— BEGIN Dataset content —

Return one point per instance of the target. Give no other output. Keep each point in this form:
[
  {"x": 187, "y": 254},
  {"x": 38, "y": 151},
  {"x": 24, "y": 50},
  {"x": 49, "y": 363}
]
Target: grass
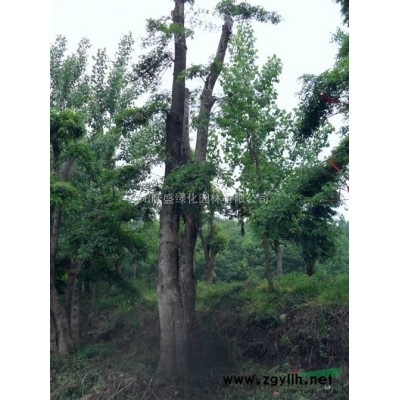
[{"x": 242, "y": 329}]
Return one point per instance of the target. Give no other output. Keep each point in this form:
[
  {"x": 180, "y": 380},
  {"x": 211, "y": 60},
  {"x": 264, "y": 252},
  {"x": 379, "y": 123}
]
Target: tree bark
[
  {"x": 310, "y": 268},
  {"x": 268, "y": 268},
  {"x": 61, "y": 337},
  {"x": 278, "y": 252},
  {"x": 176, "y": 282},
  {"x": 73, "y": 293},
  {"x": 209, "y": 252},
  {"x": 174, "y": 341}
]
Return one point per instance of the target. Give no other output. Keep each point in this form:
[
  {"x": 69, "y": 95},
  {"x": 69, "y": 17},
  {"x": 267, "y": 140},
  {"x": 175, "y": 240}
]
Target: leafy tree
[
  {"x": 92, "y": 232},
  {"x": 259, "y": 141}
]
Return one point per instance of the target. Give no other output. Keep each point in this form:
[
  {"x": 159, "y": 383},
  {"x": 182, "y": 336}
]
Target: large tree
[
  {"x": 176, "y": 282},
  {"x": 92, "y": 126}
]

— END Dataset content —

▶ Aim
All of the entries above should be copied exactly, except for the pictures.

▶ Solution to this problem
Return one point per instance of the target. Give no other output. Keep each point in this form:
[
  {"x": 187, "y": 254},
  {"x": 38, "y": 151},
  {"x": 24, "y": 50},
  {"x": 49, "y": 363}
]
Target: grass
[{"x": 242, "y": 329}]
Return one point per instance of the target. Give no other output. Keep each point in this form:
[
  {"x": 180, "y": 380},
  {"x": 211, "y": 60},
  {"x": 264, "y": 252},
  {"x": 379, "y": 123}
]
Target: tree bark
[
  {"x": 310, "y": 268},
  {"x": 268, "y": 268},
  {"x": 61, "y": 337},
  {"x": 278, "y": 252},
  {"x": 176, "y": 282},
  {"x": 73, "y": 293},
  {"x": 209, "y": 252},
  {"x": 174, "y": 341}
]
Return one point per instance of the target. Give no other output. Keep each point in this form:
[
  {"x": 69, "y": 95},
  {"x": 69, "y": 17},
  {"x": 267, "y": 140},
  {"x": 175, "y": 240}
]
Target: leafy tree
[
  {"x": 92, "y": 232},
  {"x": 259, "y": 141}
]
Return one point per instance of the target. Give no other output. Keep each point in this form:
[
  {"x": 159, "y": 383},
  {"x": 182, "y": 336}
]
Target: large tree
[
  {"x": 176, "y": 282},
  {"x": 92, "y": 126}
]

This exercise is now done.